# Requirements:
Convert the listing into a Markdown table with the columns "No." and "Text", covering only the lines from the one containing "facade, that would be most helpful." through the end of the listing, both ends included. Leave out any blank lines.

:: Available data ::

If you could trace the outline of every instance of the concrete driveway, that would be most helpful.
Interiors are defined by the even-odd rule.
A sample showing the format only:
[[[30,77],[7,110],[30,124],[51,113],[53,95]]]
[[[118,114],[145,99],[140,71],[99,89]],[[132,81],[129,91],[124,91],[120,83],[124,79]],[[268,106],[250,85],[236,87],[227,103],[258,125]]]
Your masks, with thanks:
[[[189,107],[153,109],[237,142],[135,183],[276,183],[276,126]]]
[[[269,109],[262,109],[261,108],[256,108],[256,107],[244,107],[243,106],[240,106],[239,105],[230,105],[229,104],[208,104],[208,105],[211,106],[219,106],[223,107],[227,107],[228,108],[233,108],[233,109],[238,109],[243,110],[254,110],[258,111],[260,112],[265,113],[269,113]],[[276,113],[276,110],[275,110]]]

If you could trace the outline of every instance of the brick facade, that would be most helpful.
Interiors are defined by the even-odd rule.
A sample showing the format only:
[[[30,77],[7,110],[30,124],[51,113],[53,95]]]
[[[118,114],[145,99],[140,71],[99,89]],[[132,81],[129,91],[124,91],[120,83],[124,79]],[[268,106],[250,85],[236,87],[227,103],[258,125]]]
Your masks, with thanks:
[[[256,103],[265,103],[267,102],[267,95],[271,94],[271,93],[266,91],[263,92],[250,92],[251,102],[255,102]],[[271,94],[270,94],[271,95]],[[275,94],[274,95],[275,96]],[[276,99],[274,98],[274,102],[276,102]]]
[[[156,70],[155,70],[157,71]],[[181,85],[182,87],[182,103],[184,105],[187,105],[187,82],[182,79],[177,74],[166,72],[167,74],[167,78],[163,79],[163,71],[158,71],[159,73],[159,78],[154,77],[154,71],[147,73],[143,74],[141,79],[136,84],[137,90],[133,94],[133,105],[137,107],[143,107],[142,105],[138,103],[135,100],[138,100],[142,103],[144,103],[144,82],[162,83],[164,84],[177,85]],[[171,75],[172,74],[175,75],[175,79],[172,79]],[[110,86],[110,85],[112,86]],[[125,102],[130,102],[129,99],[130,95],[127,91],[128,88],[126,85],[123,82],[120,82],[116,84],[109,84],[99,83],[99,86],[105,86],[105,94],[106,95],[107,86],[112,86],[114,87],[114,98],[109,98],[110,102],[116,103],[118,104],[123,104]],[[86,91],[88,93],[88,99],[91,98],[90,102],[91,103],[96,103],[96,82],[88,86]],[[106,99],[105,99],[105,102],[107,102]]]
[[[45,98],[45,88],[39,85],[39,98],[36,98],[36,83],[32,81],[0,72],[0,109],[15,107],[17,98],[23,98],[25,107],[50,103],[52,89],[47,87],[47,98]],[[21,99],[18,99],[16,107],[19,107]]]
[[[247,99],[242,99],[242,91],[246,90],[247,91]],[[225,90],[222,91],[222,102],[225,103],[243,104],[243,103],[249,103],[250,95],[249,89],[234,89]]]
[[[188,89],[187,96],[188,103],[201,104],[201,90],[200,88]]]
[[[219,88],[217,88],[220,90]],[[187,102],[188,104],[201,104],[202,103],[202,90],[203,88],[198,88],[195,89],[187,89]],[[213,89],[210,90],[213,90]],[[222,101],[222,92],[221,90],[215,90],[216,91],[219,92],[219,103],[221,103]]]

:::

# Answer below:
| No. | Text |
|---|---|
| 1 | If you could trace the outline of every instance of the brick facade, that would be most helpful. |
| 2 | Interiors are defined by the even-odd rule. |
| 3 | A sample showing the format only: |
| 4 | [[[30,77],[7,110],[30,124],[51,113],[53,95]]] |
| 5 | [[[118,114],[145,99],[140,71],[99,89]],[[132,81],[129,91],[124,91],[120,83],[124,79]],[[268,106],[250,85],[236,87],[227,103],[258,125]]] |
| 6 | Your masks, with thanks: |
| 7 | [[[256,103],[265,103],[267,102],[267,95],[271,94],[271,93],[266,91],[263,92],[250,92],[251,102],[255,102]],[[271,94],[270,94],[271,95]],[[275,94],[274,95],[275,96]],[[276,99],[274,98],[274,102],[276,102]]] |
| 8 | [[[156,70],[155,70],[157,71]],[[181,85],[182,87],[182,103],[184,105],[187,105],[187,82],[182,79],[177,74],[166,72],[167,74],[167,78],[163,79],[163,71],[158,71],[159,73],[159,78],[154,77],[154,71],[147,73],[143,74],[141,79],[136,84],[137,90],[133,94],[133,105],[137,107],[143,107],[142,105],[138,103],[135,100],[138,100],[142,103],[144,103],[144,82],[162,83],[164,84],[177,85]],[[171,75],[172,74],[175,75],[175,79],[172,79]],[[110,86],[110,85],[112,86]],[[125,102],[130,102],[129,99],[130,95],[127,91],[128,88],[126,85],[123,82],[120,82],[116,84],[109,84],[99,83],[99,86],[105,86],[105,94],[106,95],[107,86],[112,86],[114,87],[114,98],[109,98],[110,102],[116,103],[118,104],[123,104]],[[86,91],[88,93],[88,99],[91,98],[90,102],[91,103],[96,103],[96,82],[88,86]],[[106,99],[105,99],[105,102],[107,102]]] |
| 9 | [[[45,98],[45,88],[39,85],[39,98],[36,98],[36,83],[32,81],[0,72],[0,109],[15,107],[17,98],[23,98],[25,107],[50,103],[52,89],[47,87],[47,98]],[[21,99],[18,99],[16,107],[19,107]]] |
| 10 | [[[247,99],[242,99],[242,91],[246,90],[247,91]],[[225,90],[222,91],[222,102],[225,103],[243,104],[243,103],[249,103],[250,95],[249,89],[234,89]]] |
| 11 | [[[188,89],[187,96],[188,103],[201,104],[201,90],[200,88]]] |
| 12 | [[[219,88],[217,88],[220,90]],[[187,102],[188,104],[201,104],[202,103],[202,90],[203,88],[198,88],[195,89],[187,89]],[[213,89],[210,90],[213,90]],[[222,101],[222,92],[221,90],[215,90],[216,91],[219,92],[219,103],[221,103]]] |